* **Document passage**:
#####
Who would have thought that flooring would have demonstrated such defensive properties. James Halstead is a long-term holding of Fundamental AIM portfolios.
Argentex Group (LON:AGFX), the provider of foreign exchange services to institutions, corporates and high net worth private individuals has kept a relatively low profile since listing in June 2019 but it continues to deliver on the significant promise. Fundamental AIM portfolios have started acquiring a satellite position in Argentex.
The latest trading update covering the 12 months to 31 March 2020 highlighted a strong performance, with revenue up over 30% to c.£29m and management confident of meeting full year profit expectations.
Somewhat surprisingly, there was no mention of material impact from the current crisis, other than continued strong performance. Non-Executive Director Henry Beckwith was an enthusiastic buyer of shares earlier in March and holds a 6.5% stake.
It appears to be almost business as usual for surgical and advanced woundcare specialist Advanced Medical Solutions Group (LON: AMS).
With £65m of cash in the bank and no debt at 31 December 2019, AMS is in robust financial condition. Furthermore, in the unlikely event that it’s needed, there is also an undrawn unsecured £80m credit facility. AMS is committing to a final dividend for 2019 of 1.05p per share, which will cost approx. £2.25m.
AMS is another long-term core holding of Fundamental AIM portfolios.
Moneysupermarket.com (LON:MONY) reported 2% overall growth in revenue for the first quarter ending 31 March 2020 with insurance related revenue leading the way, growing 8%, while other areas saw reduced activity.
Diversified revenue streams, strong cash conversion and net cash of £30m at 31 March means the group is able to commit to the final dividend of 8.6p per share, which will cost £46m and equates to a yield of 2.93% at the current share price of 293p.
While other, previously admired, online groups like Rightmove (LON:RMV) and Auto Trader (LON:AUTO) have been found wanting in the current exceptional environment, MONY continues to deliver, although that hasn’t stopped the shares falling 30% from the July 2019 highs.
#####
Could you carry on the market commentary about AIM-listed company holdings from the point where it stops? The records are not needed for this.
#####
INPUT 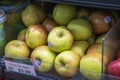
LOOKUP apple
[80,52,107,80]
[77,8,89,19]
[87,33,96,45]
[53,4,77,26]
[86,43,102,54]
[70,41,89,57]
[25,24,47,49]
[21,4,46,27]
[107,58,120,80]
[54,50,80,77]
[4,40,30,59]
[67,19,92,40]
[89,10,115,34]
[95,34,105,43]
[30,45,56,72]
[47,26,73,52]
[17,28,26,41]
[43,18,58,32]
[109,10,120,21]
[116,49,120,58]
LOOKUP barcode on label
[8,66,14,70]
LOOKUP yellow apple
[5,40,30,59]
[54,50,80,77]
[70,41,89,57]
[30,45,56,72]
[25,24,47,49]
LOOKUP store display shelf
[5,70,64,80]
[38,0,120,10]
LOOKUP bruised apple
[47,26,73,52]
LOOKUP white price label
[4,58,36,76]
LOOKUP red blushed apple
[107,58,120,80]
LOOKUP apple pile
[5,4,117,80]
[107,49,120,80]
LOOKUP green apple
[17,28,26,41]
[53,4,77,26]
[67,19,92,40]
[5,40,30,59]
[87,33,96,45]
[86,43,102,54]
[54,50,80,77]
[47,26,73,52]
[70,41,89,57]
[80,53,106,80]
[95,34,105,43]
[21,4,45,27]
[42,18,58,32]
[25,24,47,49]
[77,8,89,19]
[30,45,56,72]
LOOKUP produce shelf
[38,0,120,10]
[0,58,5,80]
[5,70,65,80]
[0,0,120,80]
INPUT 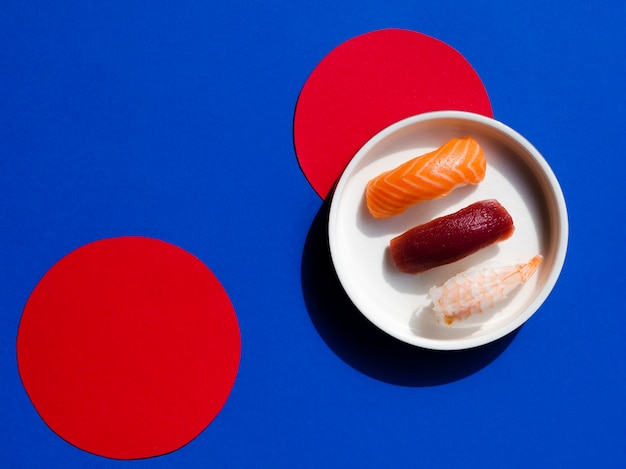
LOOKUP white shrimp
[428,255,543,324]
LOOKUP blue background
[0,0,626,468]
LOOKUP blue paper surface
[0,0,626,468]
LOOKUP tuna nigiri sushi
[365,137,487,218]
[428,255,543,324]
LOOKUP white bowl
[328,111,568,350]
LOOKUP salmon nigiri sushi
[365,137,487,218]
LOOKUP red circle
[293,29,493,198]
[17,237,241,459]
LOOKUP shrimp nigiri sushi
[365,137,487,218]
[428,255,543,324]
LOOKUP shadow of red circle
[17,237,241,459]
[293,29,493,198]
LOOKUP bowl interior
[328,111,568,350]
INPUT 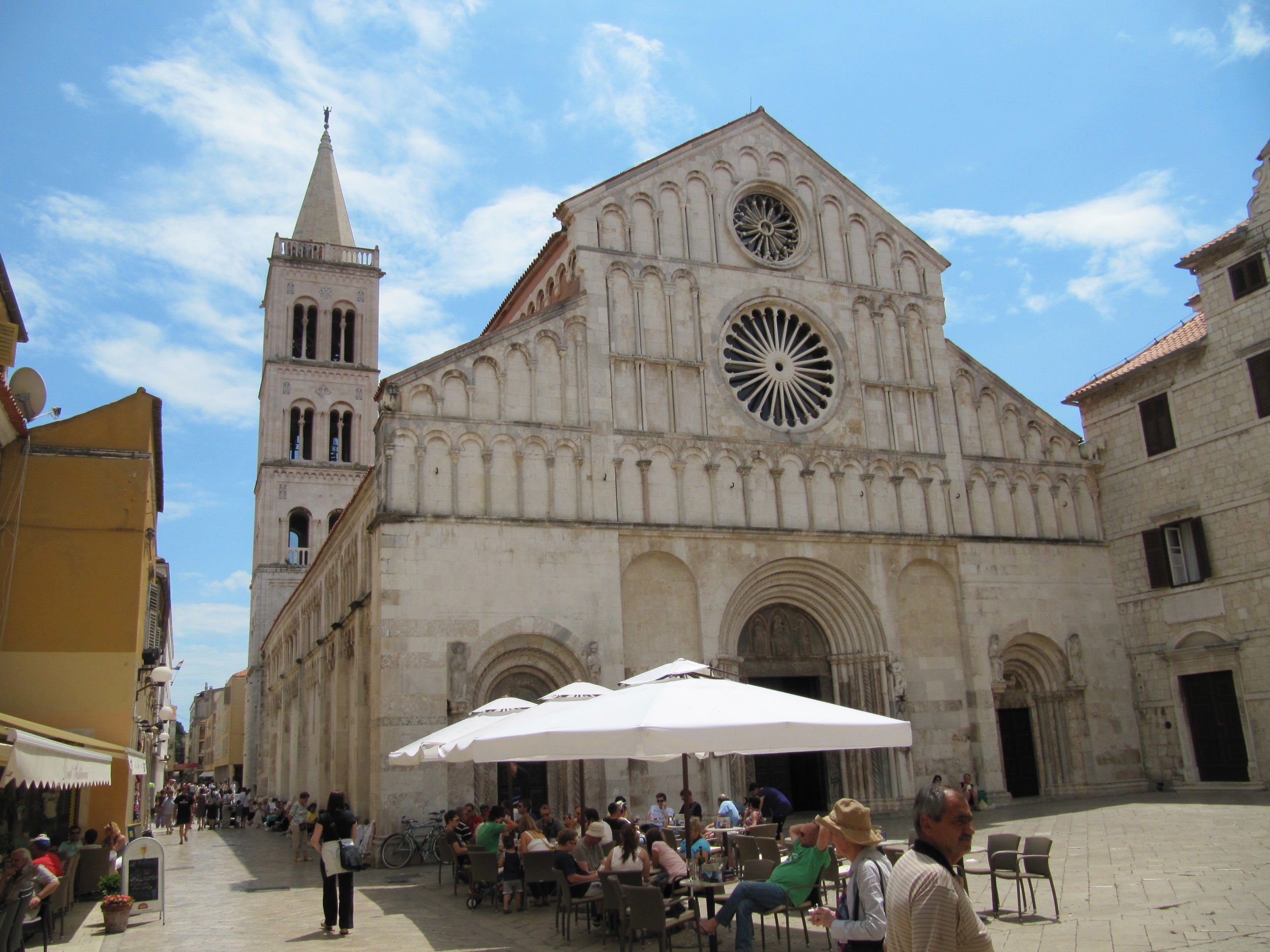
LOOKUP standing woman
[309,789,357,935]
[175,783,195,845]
#####
* **Response**:
Pets at Home Group (LON: PETS), the UK’s leading pet care business issued an encouraging update for its financial year ending 26 March 2020, with full-year underlying pre-tax profit now anticipated to be slightly ahead of expectations following exceptional levels of demand, both in-store and online, in the last few weeks of the financial year as customers stocked up.
While the group carries substantial debt (net debt was £539m at 30 Oct 2019), unlike many retail businesses, its designation by the UK Government as an “essential retailer” means business continues and cash continues to flow.
PETS is also generously helping communities with £1.1m of funding to nominated pet charities, a £1m crisis fund for colleagues and discounts to NHS workers.
While revenue will clearly be impacted over the coming months, PETS is in a better position than many retailers and, as a result, the shares have held up better than most.
CMC Markets (LON:CMCX),the online derivative and stockbroking trading platform, issued a very positive update for the year ending 31 March 2020.
If, as is likely, stock markets remain volatile CMC will continue to reap the rewards, that’s assuming its clients don’t suffer too many losses!
The supportive environment and CMC’s strong balance sheet means that it will be able to commit to a dividend equivalent to 50% of profits after tax. Consensus forecasts for the March 2020 year were for a dividend payment of 14.43p per share, equivalent to a yield of 7% at the current share price, however, this might now be on the low side given the very strong final quarter.
While stock markets have tumbled, CMC shares have proven to be an excellent contrarian investment, rising 35% over the past 3 months.